── Records for the exercise ──

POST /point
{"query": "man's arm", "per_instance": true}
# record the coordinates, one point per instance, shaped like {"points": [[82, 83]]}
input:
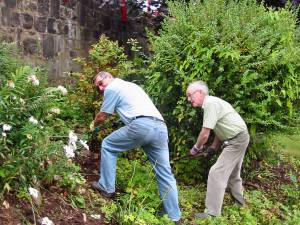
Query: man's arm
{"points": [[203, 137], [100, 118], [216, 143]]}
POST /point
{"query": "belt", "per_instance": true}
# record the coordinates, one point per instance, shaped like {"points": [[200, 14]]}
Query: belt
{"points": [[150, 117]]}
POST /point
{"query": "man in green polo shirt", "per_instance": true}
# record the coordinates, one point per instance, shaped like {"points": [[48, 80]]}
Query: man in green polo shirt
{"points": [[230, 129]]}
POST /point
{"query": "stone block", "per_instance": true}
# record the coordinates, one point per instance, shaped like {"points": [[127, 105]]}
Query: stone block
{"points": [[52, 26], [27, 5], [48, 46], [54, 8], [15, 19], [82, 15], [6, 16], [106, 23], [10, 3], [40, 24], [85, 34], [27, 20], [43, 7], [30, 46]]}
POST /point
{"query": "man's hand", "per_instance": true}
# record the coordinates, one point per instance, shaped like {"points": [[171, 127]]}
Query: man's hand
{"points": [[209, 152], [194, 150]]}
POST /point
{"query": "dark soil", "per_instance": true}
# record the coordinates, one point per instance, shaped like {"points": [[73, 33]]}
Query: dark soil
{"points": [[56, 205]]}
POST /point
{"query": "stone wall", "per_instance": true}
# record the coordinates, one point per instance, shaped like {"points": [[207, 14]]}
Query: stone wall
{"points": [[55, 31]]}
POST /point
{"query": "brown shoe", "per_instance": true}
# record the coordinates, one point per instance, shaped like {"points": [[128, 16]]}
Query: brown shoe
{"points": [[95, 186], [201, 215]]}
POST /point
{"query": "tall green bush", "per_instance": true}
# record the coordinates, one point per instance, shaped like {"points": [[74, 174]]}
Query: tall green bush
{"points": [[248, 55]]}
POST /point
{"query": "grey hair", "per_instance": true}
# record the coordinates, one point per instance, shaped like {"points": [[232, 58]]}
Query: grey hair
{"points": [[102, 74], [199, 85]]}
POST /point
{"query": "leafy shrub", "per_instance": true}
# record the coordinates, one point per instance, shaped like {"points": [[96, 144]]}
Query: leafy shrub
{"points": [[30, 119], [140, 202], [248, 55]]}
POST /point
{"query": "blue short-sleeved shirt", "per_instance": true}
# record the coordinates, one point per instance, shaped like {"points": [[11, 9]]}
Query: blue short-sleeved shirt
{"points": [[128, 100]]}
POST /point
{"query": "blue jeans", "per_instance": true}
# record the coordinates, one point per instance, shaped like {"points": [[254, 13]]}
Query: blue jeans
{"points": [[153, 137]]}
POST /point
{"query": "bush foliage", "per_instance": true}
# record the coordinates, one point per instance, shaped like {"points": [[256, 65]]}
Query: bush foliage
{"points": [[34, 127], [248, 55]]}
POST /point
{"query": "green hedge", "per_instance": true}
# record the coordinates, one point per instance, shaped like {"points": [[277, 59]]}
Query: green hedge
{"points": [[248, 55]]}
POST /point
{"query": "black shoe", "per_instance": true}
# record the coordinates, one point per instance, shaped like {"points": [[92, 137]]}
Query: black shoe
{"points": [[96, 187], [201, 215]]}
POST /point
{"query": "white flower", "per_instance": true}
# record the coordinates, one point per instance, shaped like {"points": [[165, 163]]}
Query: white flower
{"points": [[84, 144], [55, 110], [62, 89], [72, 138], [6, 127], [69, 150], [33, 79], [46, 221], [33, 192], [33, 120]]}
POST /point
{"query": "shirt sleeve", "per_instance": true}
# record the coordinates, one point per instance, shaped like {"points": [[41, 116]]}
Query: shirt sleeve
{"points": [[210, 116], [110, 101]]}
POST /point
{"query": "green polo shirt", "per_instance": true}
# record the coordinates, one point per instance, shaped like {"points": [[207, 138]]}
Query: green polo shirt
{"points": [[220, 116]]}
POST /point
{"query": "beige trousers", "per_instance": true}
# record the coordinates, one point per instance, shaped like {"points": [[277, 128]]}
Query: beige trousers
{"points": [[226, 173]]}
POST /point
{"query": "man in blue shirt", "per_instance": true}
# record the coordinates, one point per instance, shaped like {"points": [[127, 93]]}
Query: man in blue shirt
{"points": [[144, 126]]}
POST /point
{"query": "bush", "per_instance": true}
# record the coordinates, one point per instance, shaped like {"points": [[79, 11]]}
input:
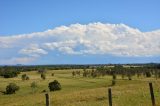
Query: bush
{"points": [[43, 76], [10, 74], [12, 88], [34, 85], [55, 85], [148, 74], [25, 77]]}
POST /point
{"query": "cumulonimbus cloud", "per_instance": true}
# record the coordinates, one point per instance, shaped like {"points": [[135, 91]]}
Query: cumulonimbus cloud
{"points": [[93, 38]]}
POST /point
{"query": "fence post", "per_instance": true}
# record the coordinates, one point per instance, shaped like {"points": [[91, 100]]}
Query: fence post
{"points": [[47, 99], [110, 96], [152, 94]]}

───
── Records for the exercise ──

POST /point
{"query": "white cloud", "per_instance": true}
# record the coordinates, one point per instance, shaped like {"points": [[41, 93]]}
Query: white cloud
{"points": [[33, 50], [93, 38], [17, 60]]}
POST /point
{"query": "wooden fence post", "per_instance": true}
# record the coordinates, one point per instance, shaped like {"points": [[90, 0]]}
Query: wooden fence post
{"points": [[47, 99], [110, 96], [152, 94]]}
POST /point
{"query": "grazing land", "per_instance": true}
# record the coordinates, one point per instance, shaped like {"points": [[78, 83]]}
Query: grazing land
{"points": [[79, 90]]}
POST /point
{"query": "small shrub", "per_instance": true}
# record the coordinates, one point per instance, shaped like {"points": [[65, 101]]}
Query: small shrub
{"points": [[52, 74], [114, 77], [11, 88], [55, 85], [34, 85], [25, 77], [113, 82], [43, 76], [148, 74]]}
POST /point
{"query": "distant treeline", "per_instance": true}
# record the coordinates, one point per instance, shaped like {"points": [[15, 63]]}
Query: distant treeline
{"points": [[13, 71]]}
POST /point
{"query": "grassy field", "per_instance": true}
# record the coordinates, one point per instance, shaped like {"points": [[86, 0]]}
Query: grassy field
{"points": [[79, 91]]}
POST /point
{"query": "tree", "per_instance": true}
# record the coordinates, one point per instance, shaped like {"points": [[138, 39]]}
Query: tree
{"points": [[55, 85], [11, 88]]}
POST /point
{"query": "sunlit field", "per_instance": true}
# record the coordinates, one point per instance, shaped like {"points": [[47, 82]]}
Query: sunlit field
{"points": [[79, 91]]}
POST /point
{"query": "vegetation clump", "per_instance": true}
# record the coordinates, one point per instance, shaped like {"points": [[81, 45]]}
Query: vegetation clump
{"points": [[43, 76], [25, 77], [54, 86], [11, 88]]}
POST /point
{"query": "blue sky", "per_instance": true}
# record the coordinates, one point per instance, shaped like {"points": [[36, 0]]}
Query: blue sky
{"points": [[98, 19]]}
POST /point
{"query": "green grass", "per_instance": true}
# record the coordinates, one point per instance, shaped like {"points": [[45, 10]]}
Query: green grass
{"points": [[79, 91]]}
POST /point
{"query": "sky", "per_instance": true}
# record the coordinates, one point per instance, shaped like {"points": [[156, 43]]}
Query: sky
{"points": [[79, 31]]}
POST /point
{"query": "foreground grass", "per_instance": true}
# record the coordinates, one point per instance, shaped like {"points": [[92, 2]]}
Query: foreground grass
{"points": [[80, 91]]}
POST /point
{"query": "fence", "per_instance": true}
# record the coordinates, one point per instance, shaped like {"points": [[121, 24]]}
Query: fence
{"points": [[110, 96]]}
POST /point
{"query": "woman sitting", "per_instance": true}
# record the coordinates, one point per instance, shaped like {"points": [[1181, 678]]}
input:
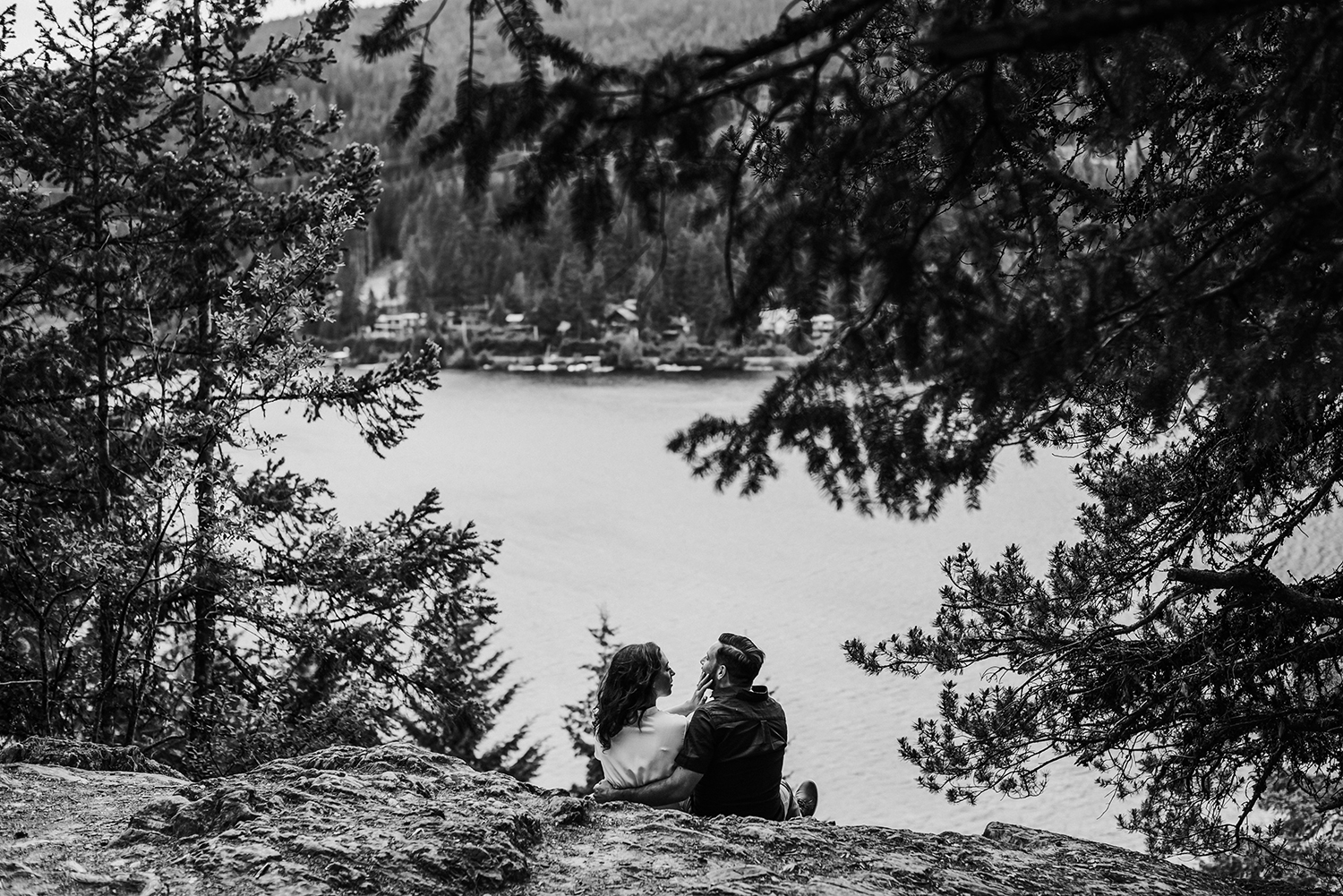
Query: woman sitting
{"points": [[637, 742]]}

───

• What you have to do
Which rows contain the word "shoe"? Gather every one of them and copy each line out in full.

• Result for this task
{"query": "brown shoe", "per_instance": true}
Query: brown shoe
{"query": "black shoe", "per_instance": true}
Query: black shoe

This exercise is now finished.